- [WRITTEN INSTRUCTION]: Reproduce word for word the stretch of the items below that begins with the line containing "Task: locate the stone cap" and ends with the line containing "column 827, row 837". Include both of those lines and nothing else.
--- BEGIN ---
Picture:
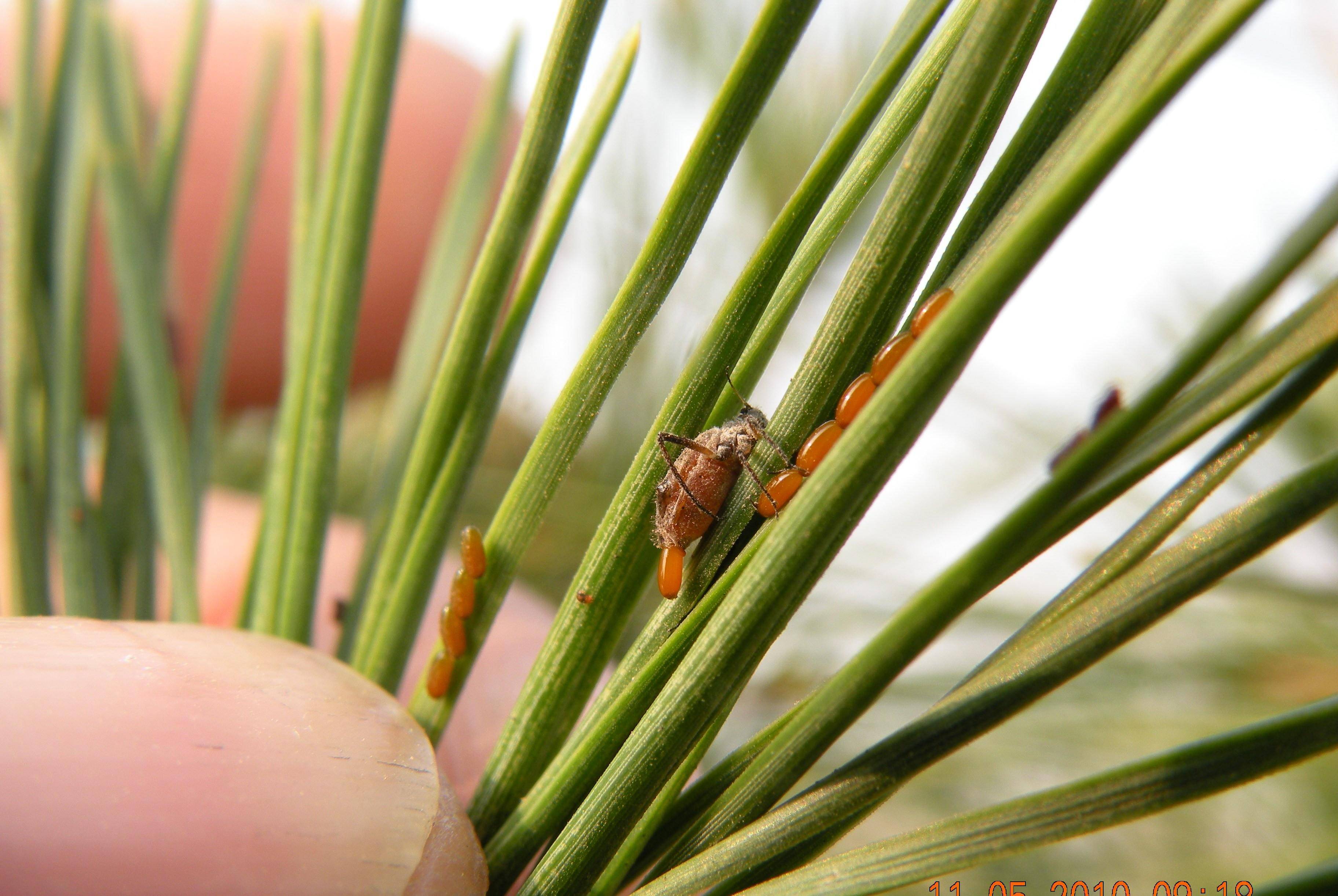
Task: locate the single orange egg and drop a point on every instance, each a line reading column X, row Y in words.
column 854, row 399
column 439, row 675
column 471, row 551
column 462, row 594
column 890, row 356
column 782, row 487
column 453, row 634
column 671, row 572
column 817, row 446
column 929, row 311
--- END ---
--- BEGIN ---
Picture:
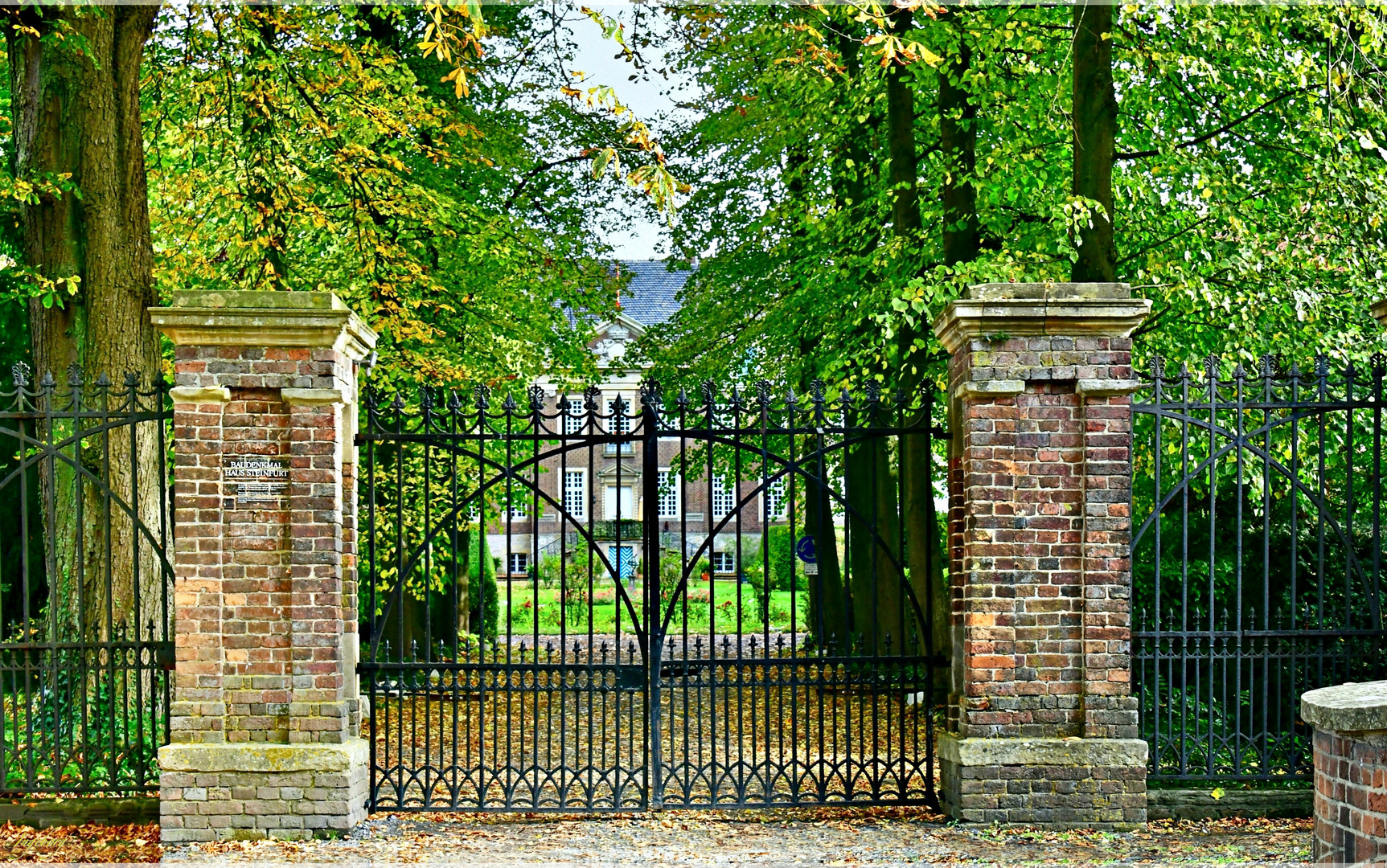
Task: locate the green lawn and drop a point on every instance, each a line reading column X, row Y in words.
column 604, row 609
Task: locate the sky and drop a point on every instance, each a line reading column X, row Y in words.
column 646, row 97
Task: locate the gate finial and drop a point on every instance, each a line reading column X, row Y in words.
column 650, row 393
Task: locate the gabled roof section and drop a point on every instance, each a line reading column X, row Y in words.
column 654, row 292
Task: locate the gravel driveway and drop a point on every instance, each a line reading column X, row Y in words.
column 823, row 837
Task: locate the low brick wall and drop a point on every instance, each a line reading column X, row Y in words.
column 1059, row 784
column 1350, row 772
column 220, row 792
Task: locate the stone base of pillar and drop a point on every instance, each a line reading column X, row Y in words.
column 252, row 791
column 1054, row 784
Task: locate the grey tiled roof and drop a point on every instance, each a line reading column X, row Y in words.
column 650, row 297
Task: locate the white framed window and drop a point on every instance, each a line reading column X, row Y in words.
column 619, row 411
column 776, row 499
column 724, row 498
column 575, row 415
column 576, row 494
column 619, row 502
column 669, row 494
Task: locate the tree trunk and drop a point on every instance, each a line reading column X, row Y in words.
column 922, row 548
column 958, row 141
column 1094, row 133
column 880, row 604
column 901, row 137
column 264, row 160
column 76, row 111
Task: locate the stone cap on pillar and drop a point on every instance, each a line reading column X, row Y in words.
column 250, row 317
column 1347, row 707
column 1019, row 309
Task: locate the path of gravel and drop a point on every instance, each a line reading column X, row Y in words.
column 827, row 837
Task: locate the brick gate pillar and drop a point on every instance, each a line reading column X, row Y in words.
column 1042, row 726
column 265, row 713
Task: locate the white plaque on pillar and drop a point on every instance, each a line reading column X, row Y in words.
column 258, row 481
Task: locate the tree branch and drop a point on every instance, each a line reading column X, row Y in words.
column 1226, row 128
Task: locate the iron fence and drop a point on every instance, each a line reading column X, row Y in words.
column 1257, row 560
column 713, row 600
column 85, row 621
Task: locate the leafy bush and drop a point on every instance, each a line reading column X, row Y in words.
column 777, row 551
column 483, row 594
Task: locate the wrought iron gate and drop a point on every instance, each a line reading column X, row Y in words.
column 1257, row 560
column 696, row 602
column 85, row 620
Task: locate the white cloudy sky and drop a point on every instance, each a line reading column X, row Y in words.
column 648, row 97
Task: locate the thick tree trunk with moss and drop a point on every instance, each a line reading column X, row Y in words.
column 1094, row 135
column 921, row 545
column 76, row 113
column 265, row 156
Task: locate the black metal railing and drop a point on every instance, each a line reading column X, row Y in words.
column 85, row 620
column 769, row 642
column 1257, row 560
--- END ---
- [RESULT OF THE TASK]:
Task: locate the stone cap on pillar and drop a point on every instance, each a line reading column X, row Y in words.
column 250, row 317
column 1347, row 707
column 1019, row 309
Task: locate the path of gravel and drop a point on every instance, each a line reading column X, row Y in words.
column 827, row 837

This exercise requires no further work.